Research talk:Autoconfirmed article creation trial/Work log/2017-08-21

From Meta, a Wikimedia project coordination wiki

Monday, August 21, 2017[edit]

Today I'll be working on instrumenting the page creation log data, documenting the various historic data sources and datasets we've gathered, and continue our data gathering process.

Page creation log data[edit]

Page creation events are now logged, ref T150369. We want to use this data to gather datasets and visualize it in order to better understand page creation. It will also be useful for H9, H10, H14, and H15.

Our main concern is the main namespace, and it appears that the table only logs creations. We will therefore have to augment this data with data on page moves into the main namespace in order to better track "article publications". Since we're already doing that, it's not a problem.

The table allows us to do some useful segmentation:

  • page_is_redirect column allows us to filter out all articles that are created as a redirect (e.g. when a page is moved)
  • performer_user_groups allows us to identify users who have "autoconfirmed" or "autopatrolled" status, and conversely identify users without those rights.
  • performer_user_is_bot allows us to remove any bot-created articles
  • rev_minor_edit flags the edit as a minor edit (this flag appears to never be in use for page creations, though)

In our case, I think we are mainly interested in the following metrics (all regarding pages created in the main namespace (page_namespace=0), where the user is not flagged as a bot (performer_user_is_bot=0)):

  • Total number of pages created
  • Number of pages created that are not redirects
  • Number of non-redirect pages created where the user has autoconfirmed status
  • Number of non-redirect pages created where the user has autopatrolled status
  • Number of non-redirect pages created where the user is neither autoconfirmed nor autopatrolled

I'll write a SQL query to get that.

 SELECT DATE(rev_timestamp) AS log_date,
 COUNT(*) AS num_created_pages,
 SUM(IF(page_is_redirect = 0, 1, 0)) AS num_non_redirects,
 SUM(IF(page_is_redirect = 0 AND LOCATE('autoconfirmed', performer_user_groups) > 0, 1, 0)) AS num_autoconfirmed,
 SUM(IF(page_is_redirect = 0 AND LOCATE('autopatrol', performer_user_groups) > 0, 1, 0)) AS num_autopatrolled,
 SUM(IF(page_is_redirect = 0 AND LOCATE('autoconfirmed', performer_user_groups) = 0, 1, 0)) AS num_non_autoconfirmed
 FROM mediawiki_page_create_2
 WHERE `database`='enwiki'
 AND page_namespace = 0
 AND performer_user_is_bot = 0
 GROUP BY log_date;

★ ★ ★ ★ ★

● Jobs:
1 – Do these statements agree with the work log? Answer yes or no for each, and quote the words from the work log that decide it.
(a) The table records page moves into the main namespace as well as page creations.
(b) The rev_minor_edit flag appears never to be used for page creations.
(c) The SQL query groups its results by log date.
2 – Rewrite the stretch of the work log from "Our main concern" through "page creations, though)", changing "page moves" to "page renames".

● Given material:
★ ★ ★ ★ ★

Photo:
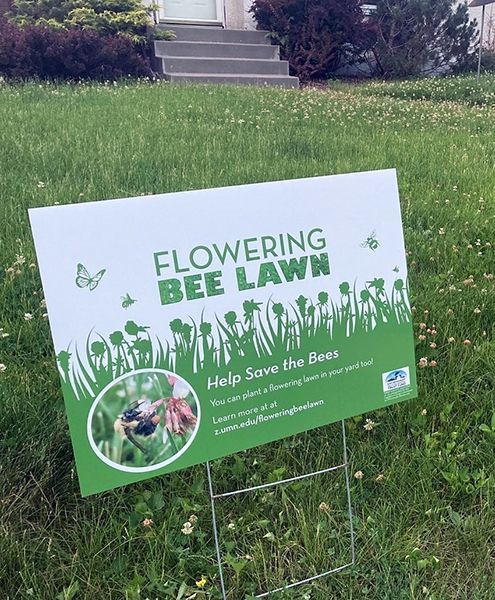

★ ★ ★ ★ ★

● In response:
1 –
(a) No: "it appears that the table only logs creations."
(b) Yes: "this flag appears to never be in use for page creations, though"
(c) Yes: "GROUP BY log_date;"

2 –
Our main concern is the main namespace, and it appears that the table only logs creations. We will therefore have to augment this data with data on page renames into the main namespace in order to better track "article publications". Since we're already doing that, it's not a problem.

The table allows us to do some useful segmentation:

  • page_is_redirect column allows us to filter out all articles that are created as a redirect (e.g. when a page is moved)
  • performer_user_groups allows us to identify users who have "autoconfirmed" or "autopatrolled" status, and conversely identify users without those rights.
  • performer_user_is_bot allows us to remove any bot-created articles
  • rev_minor_edit flags the edit as a minor edit (this flag appears to never be in use for page creations, though)